Reading text:

Theddlethorpe St Helen or East Theddlethorpe is a village and civil parish in the East Lindsey district of the county of Lincolnshire, England. It lies about  north of Mablethorpe on the North Sea coast. Some seashore belongs to Saltfleetby-Theddlethorpe Dunes National Nature Reserve, consisting of sea dunes and saltwater and freshwater marshes. It is one of five UK locations where the natterjack toad is found. In 2011 the parish had a population of 525. The parish touches Gayton le Marsh, Mablethorpe and Sutton, Theddlethorpe All Saints and Withern with Stain. Theddlethorpe St Helen shares a parish council with Theddlethorpe All Saints.

The Theddlethorpe Gas Terminal processed natural gas from the North Sea until it closed in 2018.

History
In the Domesday Book of 1086, Theddlethorpe appears as Tedlagestorp, believed to mean "outlying farmstead or hamlet of a man called Theodlac".

This village and parish is in Louth district,  east of Louth itself. It had a population according to the 2001 census of 595, reducing to 525 at the 2011 Census.

The parish church is a Grade II* listed building dedicated to St Helen, dating from the 14th–15th centuries. The chancel and aisles were rebuilt by Samuel Sanders Teulon in 1866. The church is of greenstone and limestone, with a 15th-century tower, a 14th-century font, and a 19th–20th-century interior.

[Dataset items]
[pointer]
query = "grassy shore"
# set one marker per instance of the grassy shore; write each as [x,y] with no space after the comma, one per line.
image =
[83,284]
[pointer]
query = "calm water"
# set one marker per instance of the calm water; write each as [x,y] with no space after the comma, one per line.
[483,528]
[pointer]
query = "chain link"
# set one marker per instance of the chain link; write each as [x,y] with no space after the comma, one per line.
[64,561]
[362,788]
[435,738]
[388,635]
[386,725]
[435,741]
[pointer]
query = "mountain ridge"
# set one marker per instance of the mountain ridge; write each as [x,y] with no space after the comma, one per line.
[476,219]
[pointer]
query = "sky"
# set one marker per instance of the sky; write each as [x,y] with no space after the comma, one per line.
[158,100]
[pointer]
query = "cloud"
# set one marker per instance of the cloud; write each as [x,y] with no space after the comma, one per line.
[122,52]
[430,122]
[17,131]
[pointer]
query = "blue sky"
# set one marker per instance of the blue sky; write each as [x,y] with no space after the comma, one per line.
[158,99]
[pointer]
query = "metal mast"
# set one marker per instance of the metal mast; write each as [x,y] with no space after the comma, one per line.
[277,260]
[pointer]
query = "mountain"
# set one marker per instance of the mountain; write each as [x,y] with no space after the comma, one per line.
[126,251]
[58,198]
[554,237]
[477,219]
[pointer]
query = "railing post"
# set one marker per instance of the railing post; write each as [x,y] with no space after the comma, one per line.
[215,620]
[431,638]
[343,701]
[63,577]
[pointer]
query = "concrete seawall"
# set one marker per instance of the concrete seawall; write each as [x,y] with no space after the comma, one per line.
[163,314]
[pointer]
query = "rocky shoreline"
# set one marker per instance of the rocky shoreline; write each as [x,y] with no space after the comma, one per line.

Prompt A:
In the text on Theddlethorpe St Helen, who rebuilt the church's chancel and aisles in 1866?
Prompt B:
From the text on Theddlethorpe St Helen, return the passage from "The Theddlethorpe Gas" up to and including "the 2011 Census.".
Prompt C:
Resume the text on Theddlethorpe St Helen from the point where it stops.

Task output A:
Samuel Sanders Teulon rebuilt them.

Task output B:
The Theddlethorpe Gas Terminal processed natural gas from the North Sea until it closed in 2018.

History
In the Domesday Book of 1086, Theddlethorpe appears as Tedlagestorp, believed to mean "outlying farmstead or hamlet of a man called Theodlac".

This village and parish is in Louth district,  east of Louth itself. It had a population according to the 2001 census of 595, reducing to 525 at the 2011 Census.

Task output C:
Landmarks
There are four listed buildings in Theddlethorpe St Helen. Theddlethorpe St Helen has a church called St Helen's.

Theddlethorpe Hall is a Grade II listed red-brick country house from the late 17th century, with early 18th and 19th-century alterations. The Stable Block is also Grade II listed and dates from the 19th century.

Education
Theddlethorpe St Helen has a primary school.

Former station
Theddlethorpe railway station was on the Louth and East Coast Railway. It opened in 1877 and closed in 1960.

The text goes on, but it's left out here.